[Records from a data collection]
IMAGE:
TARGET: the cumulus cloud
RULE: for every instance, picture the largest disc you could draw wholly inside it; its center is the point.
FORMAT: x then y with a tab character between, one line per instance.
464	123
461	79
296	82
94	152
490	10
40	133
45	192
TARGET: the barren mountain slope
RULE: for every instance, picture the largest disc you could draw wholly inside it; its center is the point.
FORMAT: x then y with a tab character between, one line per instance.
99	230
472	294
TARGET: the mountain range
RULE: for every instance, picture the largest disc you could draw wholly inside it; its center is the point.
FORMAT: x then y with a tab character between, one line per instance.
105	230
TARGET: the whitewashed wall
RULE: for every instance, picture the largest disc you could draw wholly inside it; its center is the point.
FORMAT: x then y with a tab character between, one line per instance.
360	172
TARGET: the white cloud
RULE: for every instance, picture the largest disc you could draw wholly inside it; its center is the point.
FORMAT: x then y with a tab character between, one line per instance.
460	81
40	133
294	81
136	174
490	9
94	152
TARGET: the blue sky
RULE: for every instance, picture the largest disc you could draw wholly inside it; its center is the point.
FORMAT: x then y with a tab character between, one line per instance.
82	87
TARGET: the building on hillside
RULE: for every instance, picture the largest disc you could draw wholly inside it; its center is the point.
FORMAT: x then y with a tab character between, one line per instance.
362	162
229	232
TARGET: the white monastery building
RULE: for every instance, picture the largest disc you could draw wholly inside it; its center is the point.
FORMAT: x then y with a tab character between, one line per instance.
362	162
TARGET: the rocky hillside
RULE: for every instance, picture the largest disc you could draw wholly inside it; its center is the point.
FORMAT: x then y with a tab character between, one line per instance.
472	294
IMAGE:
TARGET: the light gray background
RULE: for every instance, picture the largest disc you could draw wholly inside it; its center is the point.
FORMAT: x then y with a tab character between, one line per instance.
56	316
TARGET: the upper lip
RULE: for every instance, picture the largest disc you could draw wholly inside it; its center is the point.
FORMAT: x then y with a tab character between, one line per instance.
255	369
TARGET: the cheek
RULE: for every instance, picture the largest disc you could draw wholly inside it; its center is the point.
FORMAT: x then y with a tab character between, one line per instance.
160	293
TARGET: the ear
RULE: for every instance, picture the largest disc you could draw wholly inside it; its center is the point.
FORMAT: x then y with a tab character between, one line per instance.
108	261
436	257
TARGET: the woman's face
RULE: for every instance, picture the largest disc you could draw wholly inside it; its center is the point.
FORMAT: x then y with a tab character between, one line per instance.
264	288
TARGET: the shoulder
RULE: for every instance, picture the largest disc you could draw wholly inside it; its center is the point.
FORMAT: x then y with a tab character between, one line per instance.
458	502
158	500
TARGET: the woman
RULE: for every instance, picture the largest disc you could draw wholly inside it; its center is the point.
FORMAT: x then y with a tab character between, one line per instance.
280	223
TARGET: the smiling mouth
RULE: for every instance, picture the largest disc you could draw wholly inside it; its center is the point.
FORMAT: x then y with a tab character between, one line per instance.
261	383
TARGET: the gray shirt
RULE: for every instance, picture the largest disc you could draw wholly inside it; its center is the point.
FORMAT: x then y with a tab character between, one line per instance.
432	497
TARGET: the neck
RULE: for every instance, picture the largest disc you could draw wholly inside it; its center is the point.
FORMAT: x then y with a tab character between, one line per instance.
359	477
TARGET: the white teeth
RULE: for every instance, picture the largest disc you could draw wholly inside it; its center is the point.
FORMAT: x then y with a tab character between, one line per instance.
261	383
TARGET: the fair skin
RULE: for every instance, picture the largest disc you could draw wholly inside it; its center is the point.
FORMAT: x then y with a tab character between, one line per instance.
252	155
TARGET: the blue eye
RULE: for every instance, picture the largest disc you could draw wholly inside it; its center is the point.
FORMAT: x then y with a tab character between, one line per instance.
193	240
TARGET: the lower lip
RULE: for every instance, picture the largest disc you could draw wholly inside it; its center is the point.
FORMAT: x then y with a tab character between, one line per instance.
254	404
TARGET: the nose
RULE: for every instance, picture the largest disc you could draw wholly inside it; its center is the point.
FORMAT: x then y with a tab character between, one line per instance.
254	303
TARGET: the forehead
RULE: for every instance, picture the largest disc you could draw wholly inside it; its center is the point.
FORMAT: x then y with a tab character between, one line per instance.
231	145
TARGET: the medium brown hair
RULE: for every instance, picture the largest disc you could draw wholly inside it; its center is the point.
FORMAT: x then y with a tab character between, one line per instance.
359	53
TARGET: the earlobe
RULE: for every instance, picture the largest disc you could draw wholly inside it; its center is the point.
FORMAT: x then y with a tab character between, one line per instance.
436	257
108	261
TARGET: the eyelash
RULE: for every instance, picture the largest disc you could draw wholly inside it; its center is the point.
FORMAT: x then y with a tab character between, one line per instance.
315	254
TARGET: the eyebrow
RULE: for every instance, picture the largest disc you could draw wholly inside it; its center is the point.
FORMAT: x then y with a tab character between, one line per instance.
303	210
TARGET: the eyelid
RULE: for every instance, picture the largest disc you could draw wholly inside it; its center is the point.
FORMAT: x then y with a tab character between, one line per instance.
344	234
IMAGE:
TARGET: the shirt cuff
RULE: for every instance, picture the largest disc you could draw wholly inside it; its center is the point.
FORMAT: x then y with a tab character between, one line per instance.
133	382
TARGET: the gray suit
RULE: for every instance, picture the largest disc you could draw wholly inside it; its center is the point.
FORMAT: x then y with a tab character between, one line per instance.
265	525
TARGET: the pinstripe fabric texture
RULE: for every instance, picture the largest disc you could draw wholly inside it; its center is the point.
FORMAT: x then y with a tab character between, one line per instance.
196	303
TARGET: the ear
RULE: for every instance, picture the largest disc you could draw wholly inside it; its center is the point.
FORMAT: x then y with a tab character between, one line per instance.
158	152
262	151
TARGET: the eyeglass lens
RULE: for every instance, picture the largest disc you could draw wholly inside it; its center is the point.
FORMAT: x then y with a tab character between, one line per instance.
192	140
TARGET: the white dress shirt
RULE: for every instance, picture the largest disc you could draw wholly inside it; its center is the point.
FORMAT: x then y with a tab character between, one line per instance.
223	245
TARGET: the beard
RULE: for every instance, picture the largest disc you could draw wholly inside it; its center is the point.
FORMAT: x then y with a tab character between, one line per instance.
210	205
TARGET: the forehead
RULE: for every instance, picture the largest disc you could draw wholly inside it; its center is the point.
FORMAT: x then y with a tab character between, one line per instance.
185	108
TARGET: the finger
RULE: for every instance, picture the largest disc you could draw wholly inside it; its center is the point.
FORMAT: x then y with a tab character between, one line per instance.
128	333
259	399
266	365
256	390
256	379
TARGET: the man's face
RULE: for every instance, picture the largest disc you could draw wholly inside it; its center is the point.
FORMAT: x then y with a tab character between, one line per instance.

**WHAT YOU SHOULD DO**
Every line of the material must be returned exactly as it appears.

**ANSWER TO THIS EXERCISE**
IMAGE:
TARGET: the cumulus cloud
RULE: for every instance, picture the largest disc you could draw wholly inside it; its center is the point.
FORMAT: x then y with a tab character between, one line per instance.
464	123
461	79
296	82
94	152
490	10
40	133
45	192
TARGET: the barren mountain slope
RULE: for every instance, picture the largest disc you could draw wholly inside it; its center is the point.
FORMAT: x then y with a tab character between, one line per instance.
99	230
472	294
TARGET: the mountain range
RULE: for every instance, picture the largest disc you could draw wholly inside it; its center is the point.
FORMAT: x then y with a tab character between, one line per instance.
105	230
TARGET: the whitewashed wall
RULE: for every instance, picture the largest disc you could draw wholly inside it; its center is the point.
FORMAT: x then y with a tab character between, one line per instance.
360	172
TARGET: the white cloud
RULE: for every instance, picture the largest disc you could draw wholly inside it; its center is the point.
FORMAT: x then y with a tab character between, one line per instance.
460	81
40	133
294	81
136	174
490	9
94	152
TARGET: the blue sky
RULE: for every instance, picture the largest disc you could draw wholly inside it; its center is the point.
FORMAT: x then y with a tab character between, one line per instance.
82	87
TARGET: the building on hillside
RULE: for every instance, picture the largest disc you could draw wholly inside it; its center is the point.
FORMAT: x then y with a tab character between, one line per instance.
362	162
229	232
TARGET: the white monastery building
RULE: for every instance, picture the largest disc you could draw wholly inside it; its center is the point.
FORMAT: x then y with a tab character between, one line per instance.
362	162
TARGET: the rocky hillside
RULE: for every instance, picture the largest disc you could draw wholly inside it; its center is the point.
FORMAT: x then y with a tab character between, one line per instance.
472	294
IMAGE:
TARGET: the light gray background
RULE: for every instance, picture the largest disc you could draw wholly inside it; its center is the point.
FORMAT: x then y with a tab character between, one line per instance.
56	316
TARGET: the upper lip
RULE: for every instance, picture the largest disc you could draw wholly inside it; its center is the point.
FORMAT: x then y with a tab character between, one line per instance.
255	369
TARGET: the cheek
RULE: for every instance, picture the largest disc you could draw wholly inside it; its center is the point.
FORMAT: x then y with a tab character between, one line per instance.
160	293
TARGET: the ear
RULE: for every instance, picture the largest disc you could draw wholly inside it; its center is the point.
FORMAT: x then y with a tab character between, one line per instance.
108	261
436	257
TARGET: the woman's face
RULE: for every instance, picture the largest disc you could draw wholly inside it; its center is the point.
FORMAT: x then y with a tab character between, one line per instance.
264	288
TARGET: the shoulder
RULE: for every instance, picture the largest disc you could draw wholly inside it; its center is the point.
FORMAT: x then y with a tab character between, one line per instance.
458	502
158	500
TARGET: the woman
RULE: for every instance, picture the largest disc you could draw wholly inside it; its center is the point.
FORMAT: x then y with a tab character between, one line per instance.
280	223
TARGET: the smiling mouth
RULE: for every instance, picture the largest disc you could draw wholly inside it; its center is the point.
FORMAT: x then y with a tab character between, one line per instance.
261	383
TARGET: the gray shirt
RULE: for every instance, picture the largest disc you could draw wholly inside it; its center is the point.
FORMAT: x then y with a tab character between, one line per instance.
432	497
TARGET: the neck
RULE: for every instance, picture the largest disc you could draw wholly inside it; its center is the point.
FORMAT: x then y with a tab character between, one line per instance.
359	477
TARGET: the white teeth
RULE: for every instance, picture the largest disc you could draw wholly inside it; its center is the point.
FORMAT: x then y with a tab character between, one line per instance.
261	383
TARGET: the fair skin
RULE: for every instance, picture the largest disc you could draw wholly inside it; its center is the point.
FORMAT: x then y with a tab character between, one line per instance.
252	155
TARGET: the blue eye
RULE: for every instance, picture the largest disc you could draw wholly inside it; its center is the point.
FORMAT: x then y with a tab character between, one line per instance.
193	240
TARGET: the lower lip
RULE: for every instance, picture the largest disc you could draw wholly inside it; its center is the point.
FORMAT: x then y with a tab character between, one line per instance.
254	404
TARGET: the nose
RULE: for every instance, picture the largest disc you could draw wholly inside it; its center is the point.
FORMAT: x then y with a tab character between, one line per instance.
254	303
TARGET: the forehead
RULE: for every instance, picture the largest disc you could draw wholly inside it; its center is the point.
FORMAT: x then y with a tab character between, one line per instance.
231	145
TARGET: the medium brown hair
RULE: for every instance, picture the largest disc you could draw wholly inside it; its center is the point.
FORMAT: x then y with a tab character between, one line per instance.
359	53
TARGET: the earlobe
RULE: for every instance, picture the largest disc you could draw wholly inside it; its center is the point.
FORMAT: x then y with a tab character between, one line per instance.
436	257
108	261
TARGET: the eyelash
RULE: for every instance, picture the largest disc you could draw wholly inside it; its center is the point.
FORMAT: x then y with a tab character between, one line per instance.
315	254
TARGET: the eyebrow
RULE: for every instance, picture the largest disc you could draw wholly inside it; its center is the point.
FORMAT: x then y with a tab character between, one line per instance.
303	210
TARGET: the eyelid
RULE: for every instance, picture the largest disc you could draw wholly inside it; its center is the point.
FORMAT: x then y with a tab character between, one line per instance.
344	234
IMAGE:
TARGET: the shirt cuff
RULE: for every instance, picture the largest disc you could draw wholly inside it; its center is the point.
FORMAT: x then y with a tab character between, one line per instance.
133	382
TARGET: the gray suit
RULE: for every instance, picture the largest disc you could draw wholly inside it; its center is the point.
FORMAT: x then y with a tab character between, one line per instance.
265	525
TARGET: the pinstripe fabric texture
RULE: for every instance, picture the largest disc you could draw wholly inside it; its center is the point.
FORMAT: x then y with a tab character between, one line per instance.
196	303
TARGET: the ear
RULE: for every instance, picture the largest disc you could draw wholly inside it; its center is the point.
FORMAT: x then y with a tab character between, one line per instance.
158	152
262	151
TARGET: the eyeglass lens
RULE: for every instance, picture the largest disc you could draw wholly inside it; its center is the point.
FORMAT: x then y with a tab character between, one line per instance.
192	140
TARGET: the white dress shirt
RULE: for every instance, picture the largest disc you could draw wholly inside it; its center is the point.
FORMAT: x then y with a tab character between, one line per instance.
223	245
TARGET: the beard
RULE: for every instance, picture the largest disc you could draw wholly inside it; its center is the point.
FORMAT: x then y with a tab character between, one line per instance.
210	205
TARGET: the forehead
RULE: for every instance, picture the largest disc you could draw wholly inside it; its center is the point.
FORMAT: x then y with a tab character between, one line per instance.
185	108
TARGET: the finger
RULE: for every instance, picture the largest disc you could draw wholly inside it; its center is the point.
FORMAT: x then y with a tab character between, one line per instance.
128	333
259	399
266	365
256	390
256	379
TARGET: the man's face
RULE: for every instance, picture the largest disc you could draw wholly inside it; its center is the point.
FORMAT: x then y with a tab character between, one line per instance.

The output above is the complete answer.